Stored data:

+ + +

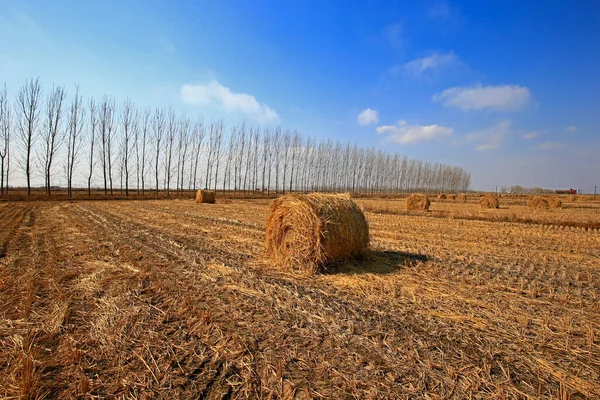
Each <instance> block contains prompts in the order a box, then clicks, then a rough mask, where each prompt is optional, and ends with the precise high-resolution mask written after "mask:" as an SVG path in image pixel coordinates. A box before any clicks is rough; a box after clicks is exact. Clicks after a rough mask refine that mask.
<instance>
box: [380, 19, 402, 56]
mask: <svg viewBox="0 0 600 400" xmlns="http://www.w3.org/2000/svg"><path fill="white" fill-rule="evenodd" d="M403 32H404V27H403V25H402V23H401V22H396V23H393V24H390V25H388V26H386V27H385V29H384V32H383V33H384V36H385V39H386V40H387V41H388V43H389V44H390V46H392V47H393V48H394V49H397V50H398V49H401V48H402V47H403V46H404V36H403Z"/></svg>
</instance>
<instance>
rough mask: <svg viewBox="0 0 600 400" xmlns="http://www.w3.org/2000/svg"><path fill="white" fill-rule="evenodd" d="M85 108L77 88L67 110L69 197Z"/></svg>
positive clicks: (78, 87)
mask: <svg viewBox="0 0 600 400" xmlns="http://www.w3.org/2000/svg"><path fill="white" fill-rule="evenodd" d="M84 118H85V108H84V107H83V102H82V100H81V96H80V95H79V86H76V87H75V97H74V98H73V100H72V101H71V107H70V108H69V122H68V123H69V126H68V132H67V166H66V170H67V191H68V193H69V197H72V196H73V173H74V171H75V165H76V163H77V156H78V155H79V152H80V151H81V147H82V145H83V142H82V140H81V132H82V130H83V126H84Z"/></svg>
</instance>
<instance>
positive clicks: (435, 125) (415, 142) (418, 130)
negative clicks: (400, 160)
mask: <svg viewBox="0 0 600 400" xmlns="http://www.w3.org/2000/svg"><path fill="white" fill-rule="evenodd" d="M377 133H378V134H382V133H385V134H387V137H388V139H390V140H392V141H394V142H396V143H402V144H404V143H416V142H420V141H423V140H433V139H437V138H439V137H442V136H449V135H452V134H453V133H454V129H452V128H449V127H446V126H441V125H425V126H421V125H408V124H407V123H406V121H399V122H398V125H384V126H378V127H377Z"/></svg>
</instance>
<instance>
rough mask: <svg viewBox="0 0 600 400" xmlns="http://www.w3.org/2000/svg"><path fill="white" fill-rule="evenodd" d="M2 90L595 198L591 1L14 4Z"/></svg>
mask: <svg viewBox="0 0 600 400" xmlns="http://www.w3.org/2000/svg"><path fill="white" fill-rule="evenodd" d="M0 35H2V38H3V40H2V42H1V43H0V81H4V82H6V84H7V87H8V90H9V92H10V93H11V94H13V95H14V93H16V91H17V90H18V88H19V87H20V86H21V85H22V84H23V83H24V81H25V79H27V78H30V77H38V76H39V77H40V79H41V81H42V82H43V83H44V85H45V86H51V85H52V83H53V82H54V83H57V84H61V85H65V86H66V87H67V89H70V90H71V91H72V89H73V87H74V85H75V83H78V84H79V85H80V86H81V91H82V92H83V94H84V95H86V96H101V95H103V94H109V95H112V96H115V97H116V98H117V99H119V100H124V99H125V98H127V97H129V98H131V99H132V100H134V101H135V102H136V103H137V104H138V105H141V106H146V105H147V106H152V107H157V106H169V105H170V106H173V107H174V108H176V109H178V110H185V111H186V112H187V113H189V114H190V115H192V116H194V115H202V116H204V118H205V119H210V118H216V117H224V118H225V119H226V121H228V122H229V121H230V122H231V123H235V122H238V121H247V122H249V123H251V124H256V125H260V126H268V125H278V124H281V125H282V126H284V127H285V128H290V129H298V130H299V131H300V132H302V133H303V134H305V135H310V136H315V137H319V138H333V139H339V140H343V141H350V142H356V143H359V144H361V145H364V146H375V147H378V148H383V149H387V150H389V151H395V152H398V153H401V154H406V155H408V156H411V157H416V158H420V159H424V160H430V161H440V162H445V163H451V164H456V165H460V166H462V167H464V168H466V169H467V170H469V171H471V172H472V175H473V179H472V182H473V187H474V188H476V189H490V188H493V186H495V185H510V184H522V185H526V186H544V187H552V188H554V187H566V188H569V187H575V188H581V189H585V190H592V191H593V186H594V185H600V178H599V176H600V174H599V172H600V136H599V135H598V127H599V126H600V115H599V113H598V111H597V109H598V106H599V105H600V77H599V75H598V70H600V68H599V67H600V45H599V43H600V3H598V2H596V1H577V2H573V1H564V2H558V1H462V2H461V1H422V2H390V1H356V2H350V1H346V2H341V1H299V0H298V1H283V0H280V1H266V0H265V1H243V0H240V1H187V2H176V1H133V0H131V1H111V0H106V1H61V0H56V1H7V0H0Z"/></svg>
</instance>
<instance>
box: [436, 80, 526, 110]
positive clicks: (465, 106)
mask: <svg viewBox="0 0 600 400" xmlns="http://www.w3.org/2000/svg"><path fill="white" fill-rule="evenodd" d="M530 99H531V93H530V92H529V89H528V88H526V87H524V86H519V85H499V86H482V85H476V86H473V87H452V88H449V89H446V90H444V91H443V92H441V93H438V94H435V95H434V96H433V97H432V100H433V101H436V102H441V103H443V104H444V106H445V107H459V108H461V109H463V110H482V109H492V110H520V109H523V108H524V107H525V106H526V105H527V104H528V103H529V101H530Z"/></svg>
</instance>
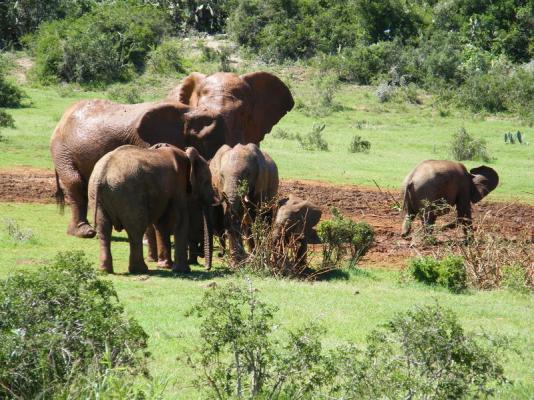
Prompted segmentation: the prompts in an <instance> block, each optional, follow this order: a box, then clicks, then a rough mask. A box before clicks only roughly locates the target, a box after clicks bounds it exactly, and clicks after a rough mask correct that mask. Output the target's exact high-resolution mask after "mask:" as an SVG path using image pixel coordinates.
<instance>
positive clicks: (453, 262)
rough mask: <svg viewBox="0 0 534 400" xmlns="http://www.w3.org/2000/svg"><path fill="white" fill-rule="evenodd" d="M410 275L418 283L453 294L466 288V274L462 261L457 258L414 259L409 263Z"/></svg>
mask: <svg viewBox="0 0 534 400" xmlns="http://www.w3.org/2000/svg"><path fill="white" fill-rule="evenodd" d="M409 270H410V274H411V275H412V276H413V277H414V278H415V279H416V280H417V281H419V282H423V283H426V284H427V285H439V286H443V287H446V288H448V289H449V290H451V291H453V292H461V291H463V290H465V289H466V288H467V274H466V270H465V266H464V260H463V258H462V257H458V256H453V255H450V256H447V257H444V258H442V259H441V260H438V259H436V258H434V257H432V256H427V257H421V258H415V259H412V260H411V261H410V265H409Z"/></svg>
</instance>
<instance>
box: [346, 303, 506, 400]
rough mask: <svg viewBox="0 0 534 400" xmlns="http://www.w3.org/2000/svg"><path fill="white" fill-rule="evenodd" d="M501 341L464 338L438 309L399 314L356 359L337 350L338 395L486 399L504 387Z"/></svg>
mask: <svg viewBox="0 0 534 400" xmlns="http://www.w3.org/2000/svg"><path fill="white" fill-rule="evenodd" d="M507 347H508V344H507V342H506V340H504V339H503V338H498V339H492V338H489V337H477V336H475V335H473V334H469V333H466V332H464V330H463V328H462V326H461V325H460V323H459V321H458V318H457V317H456V315H455V314H454V313H453V312H452V311H450V310H447V309H443V308H441V307H439V306H438V305H435V306H426V307H422V308H416V309H414V310H411V311H408V312H405V313H402V314H401V315H399V316H397V317H395V318H394V319H393V320H392V321H390V322H389V323H387V324H386V325H384V326H383V327H382V328H381V329H378V330H376V331H375V332H373V333H372V334H371V335H369V336H368V338H367V349H366V350H365V351H364V352H363V354H360V353H359V352H357V351H356V350H355V348H354V347H348V348H344V349H341V351H339V350H338V351H339V353H338V359H337V360H336V364H337V365H338V368H340V370H341V371H340V372H339V373H338V375H339V377H340V380H341V382H340V384H339V389H338V391H337V392H338V393H339V394H343V398H346V399H379V398H382V399H384V398H387V399H406V398H412V399H436V400H437V399H472V398H486V397H487V396H491V395H492V394H494V392H495V388H496V387H498V386H499V385H502V384H504V383H506V382H507V381H506V378H505V376H504V370H503V367H502V360H501V357H502V352H503V350H504V349H506V348H507Z"/></svg>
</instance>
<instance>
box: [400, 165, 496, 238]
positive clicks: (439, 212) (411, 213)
mask: <svg viewBox="0 0 534 400" xmlns="http://www.w3.org/2000/svg"><path fill="white" fill-rule="evenodd" d="M498 183H499V175H498V174H497V172H495V170H493V169H492V168H490V167H486V166H485V165H483V166H481V167H477V168H473V169H472V170H470V171H469V172H468V171H467V169H466V168H465V166H464V165H463V164H461V163H457V162H453V161H445V160H426V161H423V162H422V163H420V164H419V165H418V166H417V167H415V168H414V170H413V171H412V172H410V174H408V176H407V177H406V179H405V180H404V195H403V197H404V203H403V206H402V210H403V214H404V215H405V219H404V224H403V226H402V236H403V237H406V236H408V234H409V233H410V229H411V223H412V220H413V219H414V218H415V216H416V215H417V214H421V212H423V213H422V214H424V215H421V218H422V220H423V224H424V225H425V227H426V228H429V227H430V226H432V225H433V224H434V223H435V222H436V218H437V216H438V215H440V214H443V213H445V212H446V211H448V210H446V207H447V205H449V206H456V211H457V214H458V218H457V222H456V223H455V224H454V225H456V224H457V223H458V222H460V223H461V224H463V226H464V232H465V234H466V235H467V234H468V231H469V229H470V227H471V203H477V202H479V201H480V200H481V199H482V198H484V197H485V196H487V194H488V193H489V192H491V191H492V190H493V189H495V188H496V187H497V185H498ZM427 205H428V206H427Z"/></svg>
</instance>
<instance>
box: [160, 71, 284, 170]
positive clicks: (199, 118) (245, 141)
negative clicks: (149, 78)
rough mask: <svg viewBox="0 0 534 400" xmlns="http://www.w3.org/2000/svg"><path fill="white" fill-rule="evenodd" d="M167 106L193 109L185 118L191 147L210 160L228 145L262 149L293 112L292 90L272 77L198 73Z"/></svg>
mask: <svg viewBox="0 0 534 400" xmlns="http://www.w3.org/2000/svg"><path fill="white" fill-rule="evenodd" d="M167 100H168V101H174V102H176V101H178V102H181V103H184V104H187V105H188V106H190V107H191V112H189V113H187V115H186V116H185V132H186V133H187V135H188V137H189V138H190V143H189V145H191V146H194V147H196V148H197V149H198V150H199V151H200V153H201V154H202V155H204V157H206V159H210V158H212V157H213V156H214V154H215V152H216V151H217V150H218V149H219V148H220V147H221V146H222V145H223V144H227V145H229V146H231V147H232V146H234V145H236V144H238V143H242V144H247V143H255V144H258V145H259V143H260V142H261V141H262V140H263V138H264V136H265V134H267V133H269V132H270V131H271V129H272V127H273V126H274V125H276V123H277V122H278V121H279V120H280V119H281V118H282V117H283V116H284V115H285V114H286V113H287V112H288V111H290V110H291V109H292V108H293V105H294V101H293V97H292V96H291V92H290V91H289V89H288V87H287V86H286V85H285V84H284V83H283V82H282V81H281V80H280V79H278V78H277V77H276V76H274V75H272V74H270V73H268V72H252V73H249V74H245V75H241V76H239V75H236V74H234V73H228V72H218V73H215V74H213V75H209V76H206V75H203V74H200V73H198V72H194V73H192V74H191V75H189V76H188V77H187V78H185V80H184V81H183V82H182V85H181V86H179V87H177V88H176V89H174V90H173V91H172V92H171V93H170V94H169V95H168V97H167Z"/></svg>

+ + +

ASSIGNED TASK: Write the number of lines in the data above that contain the word "then", and add nothing to it.

ANSWER SECTION: 2